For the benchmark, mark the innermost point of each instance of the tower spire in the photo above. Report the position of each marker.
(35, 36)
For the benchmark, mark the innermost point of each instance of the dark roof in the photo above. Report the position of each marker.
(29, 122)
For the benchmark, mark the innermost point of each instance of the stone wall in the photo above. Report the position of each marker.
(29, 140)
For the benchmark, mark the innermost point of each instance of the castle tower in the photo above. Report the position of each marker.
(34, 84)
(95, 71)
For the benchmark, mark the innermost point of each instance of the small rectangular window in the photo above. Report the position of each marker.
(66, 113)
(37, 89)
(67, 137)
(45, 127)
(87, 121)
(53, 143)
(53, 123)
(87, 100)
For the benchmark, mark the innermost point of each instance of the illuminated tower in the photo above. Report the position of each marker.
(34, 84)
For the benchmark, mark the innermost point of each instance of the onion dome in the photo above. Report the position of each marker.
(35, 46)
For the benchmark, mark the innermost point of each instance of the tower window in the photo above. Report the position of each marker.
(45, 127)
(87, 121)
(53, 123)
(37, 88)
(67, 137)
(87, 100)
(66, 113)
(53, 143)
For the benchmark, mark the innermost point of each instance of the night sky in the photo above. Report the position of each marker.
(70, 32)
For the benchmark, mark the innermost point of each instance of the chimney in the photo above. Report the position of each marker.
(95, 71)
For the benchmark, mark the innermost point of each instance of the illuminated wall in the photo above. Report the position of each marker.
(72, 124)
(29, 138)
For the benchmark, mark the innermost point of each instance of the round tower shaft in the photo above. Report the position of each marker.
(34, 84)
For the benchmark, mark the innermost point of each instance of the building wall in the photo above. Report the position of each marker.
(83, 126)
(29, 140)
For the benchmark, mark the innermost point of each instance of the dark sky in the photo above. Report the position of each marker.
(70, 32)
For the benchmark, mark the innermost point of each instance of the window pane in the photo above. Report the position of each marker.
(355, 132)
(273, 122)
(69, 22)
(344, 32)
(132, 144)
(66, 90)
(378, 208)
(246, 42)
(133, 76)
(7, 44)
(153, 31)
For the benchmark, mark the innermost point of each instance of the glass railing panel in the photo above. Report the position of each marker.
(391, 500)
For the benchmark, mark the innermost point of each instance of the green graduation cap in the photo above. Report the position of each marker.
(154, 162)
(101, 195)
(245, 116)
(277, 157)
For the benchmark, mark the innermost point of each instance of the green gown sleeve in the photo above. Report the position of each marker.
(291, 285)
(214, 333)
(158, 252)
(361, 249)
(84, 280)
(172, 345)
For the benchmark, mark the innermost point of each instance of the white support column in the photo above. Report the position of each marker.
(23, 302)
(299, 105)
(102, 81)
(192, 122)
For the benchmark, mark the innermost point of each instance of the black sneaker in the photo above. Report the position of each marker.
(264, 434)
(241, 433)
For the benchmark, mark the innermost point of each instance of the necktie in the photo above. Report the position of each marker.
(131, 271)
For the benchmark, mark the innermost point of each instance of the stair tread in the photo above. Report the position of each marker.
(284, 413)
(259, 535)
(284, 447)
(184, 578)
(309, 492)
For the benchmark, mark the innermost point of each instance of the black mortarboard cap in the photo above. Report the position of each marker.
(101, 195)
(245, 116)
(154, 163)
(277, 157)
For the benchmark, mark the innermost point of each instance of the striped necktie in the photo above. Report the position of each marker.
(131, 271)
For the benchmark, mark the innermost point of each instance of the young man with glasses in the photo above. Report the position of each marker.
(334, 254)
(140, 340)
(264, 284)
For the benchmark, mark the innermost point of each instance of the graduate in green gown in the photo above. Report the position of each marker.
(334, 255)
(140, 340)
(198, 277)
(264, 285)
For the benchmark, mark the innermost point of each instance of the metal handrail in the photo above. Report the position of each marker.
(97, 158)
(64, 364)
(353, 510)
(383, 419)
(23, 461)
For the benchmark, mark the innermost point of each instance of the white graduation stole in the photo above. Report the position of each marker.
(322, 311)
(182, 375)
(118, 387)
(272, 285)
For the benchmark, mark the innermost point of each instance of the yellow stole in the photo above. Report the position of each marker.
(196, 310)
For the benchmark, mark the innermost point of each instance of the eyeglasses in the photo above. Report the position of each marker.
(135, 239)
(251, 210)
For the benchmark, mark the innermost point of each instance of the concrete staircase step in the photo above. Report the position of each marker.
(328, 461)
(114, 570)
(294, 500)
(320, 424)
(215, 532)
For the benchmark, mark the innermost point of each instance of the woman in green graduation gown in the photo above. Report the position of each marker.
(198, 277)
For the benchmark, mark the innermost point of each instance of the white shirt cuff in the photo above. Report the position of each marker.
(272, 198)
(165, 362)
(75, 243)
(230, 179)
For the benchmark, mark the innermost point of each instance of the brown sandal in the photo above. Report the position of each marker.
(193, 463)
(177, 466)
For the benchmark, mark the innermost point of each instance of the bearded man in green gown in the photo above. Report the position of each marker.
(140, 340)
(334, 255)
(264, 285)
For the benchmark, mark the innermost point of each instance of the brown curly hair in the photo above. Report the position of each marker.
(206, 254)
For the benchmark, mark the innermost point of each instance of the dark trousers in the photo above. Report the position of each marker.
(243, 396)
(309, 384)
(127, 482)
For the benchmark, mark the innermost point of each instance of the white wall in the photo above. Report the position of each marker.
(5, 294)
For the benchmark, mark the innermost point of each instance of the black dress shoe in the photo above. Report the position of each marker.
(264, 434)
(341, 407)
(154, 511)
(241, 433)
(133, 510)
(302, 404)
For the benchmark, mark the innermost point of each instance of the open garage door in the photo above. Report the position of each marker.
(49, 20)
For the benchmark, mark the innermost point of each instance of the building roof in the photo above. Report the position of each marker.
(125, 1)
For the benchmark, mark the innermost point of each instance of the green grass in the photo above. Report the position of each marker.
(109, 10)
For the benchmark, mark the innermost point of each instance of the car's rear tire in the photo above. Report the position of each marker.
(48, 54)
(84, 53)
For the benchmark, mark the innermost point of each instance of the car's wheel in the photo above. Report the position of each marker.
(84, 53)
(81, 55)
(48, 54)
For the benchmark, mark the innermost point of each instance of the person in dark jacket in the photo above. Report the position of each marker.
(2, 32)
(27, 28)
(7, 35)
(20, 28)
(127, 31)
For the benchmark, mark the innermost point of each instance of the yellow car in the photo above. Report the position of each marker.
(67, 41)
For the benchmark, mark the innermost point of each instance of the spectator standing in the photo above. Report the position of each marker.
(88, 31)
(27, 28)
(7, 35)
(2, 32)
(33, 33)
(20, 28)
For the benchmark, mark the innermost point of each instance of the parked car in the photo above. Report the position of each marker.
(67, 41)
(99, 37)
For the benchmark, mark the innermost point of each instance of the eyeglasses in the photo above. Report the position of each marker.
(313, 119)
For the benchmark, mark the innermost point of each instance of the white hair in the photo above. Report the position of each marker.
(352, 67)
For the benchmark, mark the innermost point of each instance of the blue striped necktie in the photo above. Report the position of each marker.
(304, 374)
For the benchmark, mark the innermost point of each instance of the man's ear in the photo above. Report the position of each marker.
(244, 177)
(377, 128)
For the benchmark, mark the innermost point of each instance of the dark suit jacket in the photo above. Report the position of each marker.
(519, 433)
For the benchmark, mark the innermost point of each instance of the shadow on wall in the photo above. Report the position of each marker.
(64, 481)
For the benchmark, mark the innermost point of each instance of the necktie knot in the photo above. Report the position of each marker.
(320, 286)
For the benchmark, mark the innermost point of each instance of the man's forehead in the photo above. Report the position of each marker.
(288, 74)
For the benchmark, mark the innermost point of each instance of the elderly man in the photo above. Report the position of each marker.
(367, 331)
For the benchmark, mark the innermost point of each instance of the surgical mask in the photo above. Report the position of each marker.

Task directions – Copy out every entry above word for word, changing nothing.

Result for this task –
For the benchmark, mark the innermost point of each instance of the tower spire in the photo above. Report the position of each marker.
(35, 36)
For the benchmark, mark the innermost point of each instance of the dark roof in the photo above. Report the position of each marker.
(29, 122)
For the benchmark, mark the innermost point of each instance of the stone wall in the photo above. Report the position of each marker.
(29, 140)
For the benchmark, mark the innermost point of each instance of the castle tower in the photo above. Report the position of each marker.
(34, 84)
(95, 71)
For the benchmark, mark the innermost point of each instance of the small rectangular window in the photo above. Report the position of each marker.
(66, 113)
(37, 89)
(67, 137)
(45, 127)
(87, 121)
(53, 143)
(53, 123)
(87, 100)
For the benchmark, mark the innermost point of each instance of the illuminated tower in the photo above. Report the position of each marker.
(34, 84)
For the benchmark, mark the innermost point of each instance of the onion dome in the photo above. Report the position of each marker.
(35, 46)
For the benchmark, mark the innermost point of each instance of the tower window in the photo above. Report the position of each marker.
(45, 127)
(87, 121)
(53, 123)
(37, 88)
(67, 137)
(87, 100)
(66, 113)
(53, 143)
For the benchmark, mark the innermost point of each instance of the night sky in the photo above. Report the position of each marker.
(70, 32)
For the benchmark, mark the innermost point of each instance of the chimney in the photo above. Report the position of each marker.
(95, 71)
For the benchmark, mark the innermost point of each instance of the illuminated wall in the photo above. Report the position of each marker.
(72, 124)
(29, 138)
For the benchmark, mark the innermost point of each instance of the round tower shaft in the photo above. Report the position of each marker.
(34, 84)
For the benchmark, mark the innermost point of each instance of the building wall in the photo above. Report the position of each marker.
(83, 126)
(29, 140)
For the benchmark, mark the innermost point of each instance of the dark sky in the photo above. Report the position of each marker.
(70, 32)
For the benchmark, mark the innermost point of each instance of the window pane in the photo above. Report the position of each marker.
(355, 132)
(273, 122)
(69, 22)
(344, 32)
(132, 144)
(66, 90)
(378, 208)
(246, 42)
(133, 76)
(7, 44)
(153, 31)
For the benchmark, mark the innermost point of each instance of the glass railing panel in the photo above. Report the position of each marker.
(391, 500)
For the benchmark, mark the innermost point of each instance of the green graduation cap in the photo above. Report the position of each marker.
(154, 162)
(101, 195)
(245, 116)
(277, 157)
For the benchmark, mark the innermost point of each instance of the green gown sleeve in the photo above. Report the position of each marker.
(291, 285)
(214, 333)
(158, 252)
(361, 249)
(84, 280)
(172, 345)
For the benchmark, mark the innermost point of each instance of the white support column in the photo above. Report the position of each marker.
(23, 302)
(299, 105)
(102, 81)
(192, 122)
For the benchmark, mark the innermost point of each instance of the black sneaker in the photo above. Report the position of each marker.
(264, 434)
(241, 433)
For the benchmark, mark the innermost point of each instance of the necktie in the photo above. Report the position of each marker.
(131, 271)
For the benchmark, mark the innermost point of each instance of the stair tread in the photo above. Report the position of each marker.
(284, 413)
(259, 535)
(284, 447)
(184, 578)
(309, 492)
For the benchmark, mark the innermost point of each instance of the black mortarboard cap in the photo above. Report the position of each marker.
(101, 195)
(245, 116)
(154, 163)
(277, 157)
For the benchmark, mark the innermost point of each instance of the striped necktie in the photo above. Report the position of each marker.
(131, 271)
For the benchmark, mark the innermost point of each instance of the young man with glasses in the photo above. Report the position of each marker.
(334, 254)
(140, 340)
(264, 284)
For the benchmark, mark the innermost point of each instance of the graduate in green gown in the photo above. Report the position of each marker.
(334, 255)
(140, 340)
(198, 277)
(264, 285)
For the benchmark, mark the innermost point of each instance of the metal handrail in the photo above. Report the position of each marker.
(97, 158)
(64, 364)
(353, 510)
(383, 419)
(23, 461)
For the benchmark, mark the innermost point of each instance of the white graduation stole in the photo above. Report the position of each marker.
(322, 311)
(182, 375)
(118, 387)
(272, 285)
For the benchmark, mark the innermost point of each instance of the yellow stole in the photo above. Report the position of each marker.
(196, 310)
For the benchmark, mark the innermost point of each instance of the eyeglasses in the photo above. Report the position of each marker.
(135, 239)
(251, 210)
For the benchmark, mark the innermost point of each instance of the concrete staircase step in the photo above. Report the position of each marker.
(328, 461)
(114, 570)
(294, 500)
(320, 424)
(215, 532)
For the benchmark, mark the innermost point of each instance of the woman in green graduation gown in the photo above. Report the position of each marker.
(198, 277)
For the benchmark, mark the innermost point of each instance of the white shirt cuff in the photo above. Report the position of each marker.
(272, 198)
(165, 362)
(75, 243)
(230, 179)
For the benchmark, mark the innermost point of each instance of the brown sandal in the photo above. Report the position of each marker.
(193, 463)
(177, 466)
For the benchmark, mark the innermost point of each instance of the bearded man in green gown in the photo above. Report the position of each marker.
(140, 340)
(334, 255)
(264, 285)
For the benchmark, mark the innermost point of each instance of the brown curly hair in the photo above. Report the position of each marker.
(206, 254)
For the benchmark, mark the innermost point of each instance of the dark trousers in the photo above. Report the position of each marker.
(243, 396)
(309, 384)
(127, 482)
For the benchmark, mark the innermost point of each instance of the white wall in the photo above. Report the position of each marker.
(5, 294)
For the benchmark, mark the innermost point of each instance of the black dress shoe in the photo above. Report the position of each marker.
(264, 434)
(341, 407)
(154, 511)
(241, 433)
(133, 510)
(302, 404)
For the benchmark, mark the innermost point of each instance of the open garage door in the photo above. Report the position of each marker.
(49, 20)
For the benchmark, mark the innermost point of each instance of the building roof in the photo above. Report the position of each marker.
(125, 1)
For the benchmark, mark the innermost point of each instance of the green grass in the photo above. Report the position of each marker.
(109, 10)
For the benchmark, mark the innermost point of each instance of the car's rear tire in the photo above. Report the position of each marker.
(48, 54)
(84, 53)
For the benchmark, mark the innermost point of each instance of the car's wheel in the photo above. Report the position of each marker.
(84, 53)
(81, 55)
(48, 54)
For the benchmark, mark the innermost point of each instance of the person in dark jacket in the photo above. Report the position of each marker.
(2, 32)
(27, 28)
(7, 35)
(20, 28)
(127, 31)
For the benchmark, mark the innermost point of each instance of the yellow car in the photo above. Report the position of each marker.
(67, 41)
For the benchmark, mark the innermost point of each instance of the spectator standing in the photo above. Report the position of each marker.
(88, 31)
(27, 28)
(7, 35)
(2, 32)
(33, 33)
(20, 28)
For the benchmark, mark the innermost point of each instance of the parked car in the photo above. Report the position of each marker.
(67, 41)
(99, 37)
For the benchmark, mark the innermost point of each instance of the eyeglasses in the photo above. Report the position of each marker.
(313, 119)
For the benchmark, mark the innermost point of each instance of the white hair in the photo above. Report the position of each marker.
(352, 67)
For the benchmark, mark the innermost point of each instance of the blue striped necktie in the photo above. Report the position of each marker.
(304, 374)
For the benchmark, mark the innermost point of each instance of the man's ear in the photo above. Report the position of each marker.
(244, 177)
(377, 128)
For the benchmark, mark the innermost point of each instance of the dark suit jacket in the photo above. Report the position of each marker.
(519, 433)
For the benchmark, mark the innermost point of each instance of the shadow on wall in the photo above. Report the position of each marker.
(64, 481)
For the benchmark, mark the innermost point of each instance of the necktie knot in the photo above. Report the position of each marker.
(320, 286)
For the benchmark, mark the innermost point of each instance of the man's forehead in the photo above. Report the position of each marker.
(288, 74)
For the benchmark, mark the innermost point of each instance of the elderly man in the photo above. Report the position of each marker.
(367, 331)
For the benchmark, mark the innermost point of each instance of the surgical mask in the photo above. Report the position of each marker.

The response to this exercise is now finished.